### Task goal
Please rewrite the data that opens with the line containing "of the windshield" and closes with the line containing "[[381, 35]]". Substitute "point" for each "coordinate pair" and leave everything else unchanged.

— start of Supplied material —

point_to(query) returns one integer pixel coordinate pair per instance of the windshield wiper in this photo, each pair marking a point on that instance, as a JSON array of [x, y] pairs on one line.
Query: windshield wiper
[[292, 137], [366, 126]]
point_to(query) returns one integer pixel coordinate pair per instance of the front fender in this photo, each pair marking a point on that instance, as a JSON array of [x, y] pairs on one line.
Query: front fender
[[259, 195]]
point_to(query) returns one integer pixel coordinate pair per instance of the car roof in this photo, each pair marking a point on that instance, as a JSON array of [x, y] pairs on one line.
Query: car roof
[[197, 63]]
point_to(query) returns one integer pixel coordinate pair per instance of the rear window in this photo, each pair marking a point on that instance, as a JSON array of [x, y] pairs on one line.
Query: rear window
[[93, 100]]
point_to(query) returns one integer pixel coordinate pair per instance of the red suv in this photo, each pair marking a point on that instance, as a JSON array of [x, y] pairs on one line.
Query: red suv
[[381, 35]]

— end of Supplied material —
— start of Supplied material —

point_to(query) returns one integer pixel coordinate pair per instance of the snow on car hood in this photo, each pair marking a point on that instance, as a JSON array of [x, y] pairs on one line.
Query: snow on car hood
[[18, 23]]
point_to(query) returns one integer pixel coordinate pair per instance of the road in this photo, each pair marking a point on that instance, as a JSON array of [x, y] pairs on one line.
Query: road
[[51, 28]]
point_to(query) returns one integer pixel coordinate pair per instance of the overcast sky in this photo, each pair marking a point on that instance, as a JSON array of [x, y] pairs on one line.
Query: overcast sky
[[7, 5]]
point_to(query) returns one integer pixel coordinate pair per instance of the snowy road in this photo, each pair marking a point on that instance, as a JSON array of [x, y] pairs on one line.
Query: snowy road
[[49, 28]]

— end of Supplied material —
— start of Supplied material —

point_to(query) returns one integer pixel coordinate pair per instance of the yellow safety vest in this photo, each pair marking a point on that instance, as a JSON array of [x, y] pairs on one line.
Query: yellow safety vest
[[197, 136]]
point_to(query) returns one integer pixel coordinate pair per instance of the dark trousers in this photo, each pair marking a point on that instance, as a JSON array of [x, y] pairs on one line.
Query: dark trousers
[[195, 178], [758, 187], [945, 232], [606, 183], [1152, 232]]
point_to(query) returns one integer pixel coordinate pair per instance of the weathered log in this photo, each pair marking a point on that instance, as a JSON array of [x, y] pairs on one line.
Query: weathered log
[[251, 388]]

— end of Supplied material —

### Task result
point_to(query) returns one integer pixel point per instance of the windshield wiper in this photo, each pair marking a point on that instance, as a JSON array of [x, y] pairs on one line.
Query: windshield wiper
[[292, 137], [366, 126]]
point_to(query) returns one integer pixel point per instance of the front fender in this photo, each pair marking a point on that instance, as a JSON array of [x, y] pairs on one line.
Query: front fender
[[259, 195]]
point_to(query) returns one integer pixel point per instance of the car roof in this photo, each pair marking a point on that instance, as a JSON array of [x, y] pairs on one line.
Query: car roof
[[197, 63]]
point_to(query) returns one integer pixel point per instance of the rear window in this photo, each pair marking a point on that instance, as a JSON array of [x, y] pairs on one line.
Query: rear window
[[93, 100]]
point_to(query) returns one integer pixel point per instance of the red suv in this photo, each pair marking a point on that instance, as a JSON array of [x, y] pairs on one line.
Query: red suv
[[381, 35]]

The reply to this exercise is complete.